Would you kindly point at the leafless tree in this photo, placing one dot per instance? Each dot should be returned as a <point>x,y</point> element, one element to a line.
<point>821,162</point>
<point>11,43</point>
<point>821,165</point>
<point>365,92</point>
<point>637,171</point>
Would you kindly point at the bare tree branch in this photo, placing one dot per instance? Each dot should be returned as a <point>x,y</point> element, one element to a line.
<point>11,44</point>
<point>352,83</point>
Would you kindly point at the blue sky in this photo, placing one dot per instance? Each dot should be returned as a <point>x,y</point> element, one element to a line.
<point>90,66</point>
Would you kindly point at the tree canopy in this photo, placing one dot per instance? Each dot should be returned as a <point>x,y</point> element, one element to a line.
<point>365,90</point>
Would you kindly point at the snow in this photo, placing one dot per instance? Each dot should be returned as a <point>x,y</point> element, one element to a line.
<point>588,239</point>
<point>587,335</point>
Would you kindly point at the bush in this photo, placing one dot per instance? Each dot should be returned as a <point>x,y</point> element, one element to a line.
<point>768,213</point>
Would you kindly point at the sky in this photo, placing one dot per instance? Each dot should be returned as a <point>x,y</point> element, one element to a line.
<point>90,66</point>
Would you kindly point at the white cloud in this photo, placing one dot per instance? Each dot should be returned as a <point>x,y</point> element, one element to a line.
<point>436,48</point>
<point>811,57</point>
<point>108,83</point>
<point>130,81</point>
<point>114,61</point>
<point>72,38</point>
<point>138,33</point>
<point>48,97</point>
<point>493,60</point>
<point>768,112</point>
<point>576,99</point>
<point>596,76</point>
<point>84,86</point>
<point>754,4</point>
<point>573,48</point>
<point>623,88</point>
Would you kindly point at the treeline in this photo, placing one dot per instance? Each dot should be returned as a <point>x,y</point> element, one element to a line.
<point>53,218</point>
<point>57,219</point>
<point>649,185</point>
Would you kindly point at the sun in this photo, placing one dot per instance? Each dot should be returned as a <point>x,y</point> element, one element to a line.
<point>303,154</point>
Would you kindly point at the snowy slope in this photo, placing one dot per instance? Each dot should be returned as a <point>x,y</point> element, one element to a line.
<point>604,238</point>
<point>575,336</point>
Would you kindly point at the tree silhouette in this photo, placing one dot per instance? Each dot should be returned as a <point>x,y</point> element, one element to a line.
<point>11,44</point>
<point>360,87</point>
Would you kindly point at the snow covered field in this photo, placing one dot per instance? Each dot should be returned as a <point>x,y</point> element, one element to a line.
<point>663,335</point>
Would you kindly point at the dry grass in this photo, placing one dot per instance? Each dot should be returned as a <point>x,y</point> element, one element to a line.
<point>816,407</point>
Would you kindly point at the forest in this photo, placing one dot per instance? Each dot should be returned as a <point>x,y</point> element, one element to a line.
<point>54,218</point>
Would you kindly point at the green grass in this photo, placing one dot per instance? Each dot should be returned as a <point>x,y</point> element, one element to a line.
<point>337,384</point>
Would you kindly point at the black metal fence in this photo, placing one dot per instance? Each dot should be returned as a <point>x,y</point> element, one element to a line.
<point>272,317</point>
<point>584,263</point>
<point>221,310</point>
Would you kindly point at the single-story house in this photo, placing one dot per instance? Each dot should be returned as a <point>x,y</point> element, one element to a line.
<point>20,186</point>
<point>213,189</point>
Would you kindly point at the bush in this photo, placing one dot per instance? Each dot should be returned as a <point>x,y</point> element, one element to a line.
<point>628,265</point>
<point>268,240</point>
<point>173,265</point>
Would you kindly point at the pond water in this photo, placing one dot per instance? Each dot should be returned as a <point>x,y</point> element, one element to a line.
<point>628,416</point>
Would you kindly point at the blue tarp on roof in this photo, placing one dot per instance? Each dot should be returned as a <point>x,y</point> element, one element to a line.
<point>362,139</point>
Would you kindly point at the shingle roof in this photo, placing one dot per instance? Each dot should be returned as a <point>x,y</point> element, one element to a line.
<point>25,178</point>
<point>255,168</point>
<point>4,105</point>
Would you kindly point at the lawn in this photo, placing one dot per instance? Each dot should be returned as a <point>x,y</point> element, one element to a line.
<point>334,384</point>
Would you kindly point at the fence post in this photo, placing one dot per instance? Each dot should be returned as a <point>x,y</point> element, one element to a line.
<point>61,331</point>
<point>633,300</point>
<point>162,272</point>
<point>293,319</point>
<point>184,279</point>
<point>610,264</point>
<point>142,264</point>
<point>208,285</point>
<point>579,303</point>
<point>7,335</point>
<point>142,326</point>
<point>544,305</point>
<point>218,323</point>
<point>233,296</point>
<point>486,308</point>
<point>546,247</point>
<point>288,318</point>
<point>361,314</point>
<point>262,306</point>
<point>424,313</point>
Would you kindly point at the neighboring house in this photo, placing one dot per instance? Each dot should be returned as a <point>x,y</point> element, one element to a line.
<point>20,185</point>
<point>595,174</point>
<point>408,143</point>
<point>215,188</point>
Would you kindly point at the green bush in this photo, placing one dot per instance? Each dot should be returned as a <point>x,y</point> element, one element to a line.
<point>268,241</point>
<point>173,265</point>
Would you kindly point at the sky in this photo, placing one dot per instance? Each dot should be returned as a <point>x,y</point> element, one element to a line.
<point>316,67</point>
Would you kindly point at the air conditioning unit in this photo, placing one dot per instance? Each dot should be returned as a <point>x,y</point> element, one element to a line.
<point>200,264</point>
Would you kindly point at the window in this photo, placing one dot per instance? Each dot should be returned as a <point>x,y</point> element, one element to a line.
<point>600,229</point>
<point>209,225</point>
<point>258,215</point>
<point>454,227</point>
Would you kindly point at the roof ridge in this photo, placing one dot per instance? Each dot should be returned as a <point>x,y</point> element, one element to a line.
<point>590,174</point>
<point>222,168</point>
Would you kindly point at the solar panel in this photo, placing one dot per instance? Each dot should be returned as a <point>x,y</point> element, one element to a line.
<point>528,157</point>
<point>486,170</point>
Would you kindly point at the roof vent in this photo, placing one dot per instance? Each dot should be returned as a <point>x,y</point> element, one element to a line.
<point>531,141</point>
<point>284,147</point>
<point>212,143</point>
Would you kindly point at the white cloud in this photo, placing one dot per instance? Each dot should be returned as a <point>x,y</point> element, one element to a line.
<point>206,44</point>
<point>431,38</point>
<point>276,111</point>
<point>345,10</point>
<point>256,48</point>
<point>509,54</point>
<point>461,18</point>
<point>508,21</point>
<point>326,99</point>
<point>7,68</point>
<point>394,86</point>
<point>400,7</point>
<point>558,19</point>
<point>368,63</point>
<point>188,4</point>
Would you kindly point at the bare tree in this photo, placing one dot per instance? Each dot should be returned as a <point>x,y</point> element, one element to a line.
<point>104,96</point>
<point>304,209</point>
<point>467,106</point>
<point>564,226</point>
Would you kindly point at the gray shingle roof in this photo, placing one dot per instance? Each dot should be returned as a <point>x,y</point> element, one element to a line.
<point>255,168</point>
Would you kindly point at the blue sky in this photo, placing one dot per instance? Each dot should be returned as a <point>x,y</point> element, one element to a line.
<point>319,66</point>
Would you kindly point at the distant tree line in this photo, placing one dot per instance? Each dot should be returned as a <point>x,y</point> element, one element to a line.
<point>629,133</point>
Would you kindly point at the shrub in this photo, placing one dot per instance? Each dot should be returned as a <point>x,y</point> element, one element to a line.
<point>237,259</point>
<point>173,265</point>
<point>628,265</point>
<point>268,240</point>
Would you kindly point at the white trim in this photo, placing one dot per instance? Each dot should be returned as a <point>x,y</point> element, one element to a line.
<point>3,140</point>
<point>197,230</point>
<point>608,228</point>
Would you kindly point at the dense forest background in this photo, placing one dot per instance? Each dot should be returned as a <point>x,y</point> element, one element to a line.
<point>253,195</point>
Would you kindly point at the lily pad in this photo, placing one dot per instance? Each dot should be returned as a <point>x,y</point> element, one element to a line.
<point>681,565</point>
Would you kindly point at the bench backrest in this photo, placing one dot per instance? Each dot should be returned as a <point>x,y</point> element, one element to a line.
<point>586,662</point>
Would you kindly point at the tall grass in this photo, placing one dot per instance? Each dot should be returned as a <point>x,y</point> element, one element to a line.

§ Your instructions
Please copy the lines of the records starting at the line that contains "Would you kindly point at the bare tree in" and ending at the line that contains "<point>564,226</point>", swapping "bare tree" for "leafless tree" and leaving everything else unchanged.

§ Worked answer
Would you kindly point at the leafless tree in this photo, placing one dot per instance? Each dot should be returned as a <point>x,y</point> element, one element to a line.
<point>104,96</point>
<point>304,209</point>
<point>467,106</point>
<point>564,226</point>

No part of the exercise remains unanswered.